## Instructions for the task
Repeat the listing in full, word for word.

┄┄┄┄┄┄┄┄┄┄

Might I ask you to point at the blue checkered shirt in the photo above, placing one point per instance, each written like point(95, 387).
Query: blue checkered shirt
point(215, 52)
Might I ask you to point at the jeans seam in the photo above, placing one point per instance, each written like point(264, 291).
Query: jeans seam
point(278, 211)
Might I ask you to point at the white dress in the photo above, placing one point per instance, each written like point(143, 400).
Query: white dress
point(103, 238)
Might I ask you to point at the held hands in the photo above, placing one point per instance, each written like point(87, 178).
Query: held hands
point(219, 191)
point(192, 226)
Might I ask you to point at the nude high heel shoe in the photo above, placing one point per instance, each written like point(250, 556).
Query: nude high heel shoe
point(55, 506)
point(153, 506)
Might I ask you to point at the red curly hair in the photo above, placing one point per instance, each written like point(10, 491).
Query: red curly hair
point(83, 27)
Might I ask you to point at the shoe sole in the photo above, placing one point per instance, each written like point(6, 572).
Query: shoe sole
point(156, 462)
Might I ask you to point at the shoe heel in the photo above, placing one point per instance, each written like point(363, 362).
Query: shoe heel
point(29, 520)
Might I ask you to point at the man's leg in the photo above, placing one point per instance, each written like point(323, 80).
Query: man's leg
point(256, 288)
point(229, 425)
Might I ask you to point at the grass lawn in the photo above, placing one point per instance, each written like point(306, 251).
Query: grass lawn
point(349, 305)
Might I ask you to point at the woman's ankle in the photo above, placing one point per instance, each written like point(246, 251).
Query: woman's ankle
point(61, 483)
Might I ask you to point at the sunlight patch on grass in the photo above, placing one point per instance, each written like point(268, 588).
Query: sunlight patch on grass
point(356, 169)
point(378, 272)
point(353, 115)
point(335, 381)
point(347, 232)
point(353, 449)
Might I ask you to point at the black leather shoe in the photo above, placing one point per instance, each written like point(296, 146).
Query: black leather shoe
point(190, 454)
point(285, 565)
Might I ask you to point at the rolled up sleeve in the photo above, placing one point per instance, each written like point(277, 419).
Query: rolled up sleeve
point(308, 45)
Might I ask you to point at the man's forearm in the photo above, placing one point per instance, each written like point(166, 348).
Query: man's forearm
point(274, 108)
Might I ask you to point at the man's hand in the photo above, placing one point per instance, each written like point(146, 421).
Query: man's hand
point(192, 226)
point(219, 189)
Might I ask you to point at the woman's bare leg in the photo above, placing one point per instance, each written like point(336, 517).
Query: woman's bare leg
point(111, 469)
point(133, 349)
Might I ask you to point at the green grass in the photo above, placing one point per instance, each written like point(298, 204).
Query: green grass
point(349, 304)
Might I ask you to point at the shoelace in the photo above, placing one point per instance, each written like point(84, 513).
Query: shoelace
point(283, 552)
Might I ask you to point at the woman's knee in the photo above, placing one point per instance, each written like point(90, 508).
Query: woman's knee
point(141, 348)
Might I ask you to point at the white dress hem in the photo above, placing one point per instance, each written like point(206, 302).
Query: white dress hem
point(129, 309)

┄┄┄┄┄┄┄┄┄┄

## Answer section
Might I ask you to point at the blue checkered shirt in the photo above, placing one point per instance, each written like point(95, 387).
Query: blue checkered shirt
point(215, 52)
Might I ask you to point at the jeans seam in the photo above, placing one point per instance, each written like point(264, 291).
Query: jeans seam
point(278, 211)
Might I ask you to point at the white dress in the photo above, placing one point per instance, each written like point(143, 400).
Query: white dress
point(103, 238)
Might I ask you to point at the held hands in the photo above, placing one point per instance, each written like point(87, 178).
Query: held hands
point(219, 191)
point(192, 226)
Might I ask you to point at the nude high heel shoe in the photo above, placing one point per instance, each written like point(250, 556).
Query: nude high heel shoe
point(55, 506)
point(153, 506)
Might I ask you to point at the red curly hair in the photo above, placing one point per instance, each written like point(10, 491).
Query: red curly hair
point(83, 27)
Might I ask you to point at the shoe sole in the photo above, placing one point per instance, each written like point(6, 572).
Query: shoe sole
point(156, 462)
Might I ask you to point at the shoe heel in the photo above, placing one point per instance, each written like point(363, 362).
Query: shoe heel
point(29, 520)
Might I ask you to point at the man's leg in the photo above, placing one point per instance, each written like point(323, 80).
Query: man's leg
point(256, 288)
point(229, 425)
Might I ask you to point at the grass lawn in the photo above, placing one point per instance, each written like point(306, 251).
Query: grass lawn
point(349, 305)
Might I ask you to point at the woman's ankle in the photo above, placing one point per instance, each written like point(246, 251).
Query: woman's ankle
point(61, 483)
Might I ask you to point at the sunlight patch on grass in the photo above, placing one point per instance, each written like point(268, 588).
Query: sunlight patch on grass
point(356, 169)
point(378, 272)
point(353, 115)
point(335, 381)
point(347, 232)
point(353, 449)
Might I ask you to point at the black leather shoe in the photo above, placing one point per instance, each written like point(296, 146).
Query: black leather shoe
point(190, 454)
point(285, 565)
Might I ask you to point at the rolled up sleeve in the photo above, placing one point per instance, each written like point(277, 419).
Query: rolled up sleeve
point(308, 45)
Might I ask you to point at the man's forearm in the photo above, placing one point per instance, each written like point(166, 348).
Query: man's forearm
point(274, 108)
Might I ask you to point at the man's hand in the photo above, placing one point per instance, each written like point(146, 421).
Query: man's hand
point(192, 226)
point(219, 189)
Might I ask you to point at the woman's bare leg in the photo above, placing one point per instance, each written like point(336, 517).
Query: woman's bare leg
point(111, 469)
point(133, 349)
Might I ask you to point at the green grass in the photo above, placing one point per instance, each written like point(298, 204).
Query: green grass
point(349, 304)
Might I ask you to point at the shoelace in the photo above, placing one point per instance, each written like point(84, 513).
Query: shoelace
point(283, 552)
Might I ask you to point at the woman's knee in the photo above, placing one point per instance, each written like point(90, 508).
Query: woman's knee
point(141, 348)
Might I ask you to point at the white dress hem in the photo above, placing one point per instance, each written like point(206, 302).
Query: white dress hem
point(129, 309)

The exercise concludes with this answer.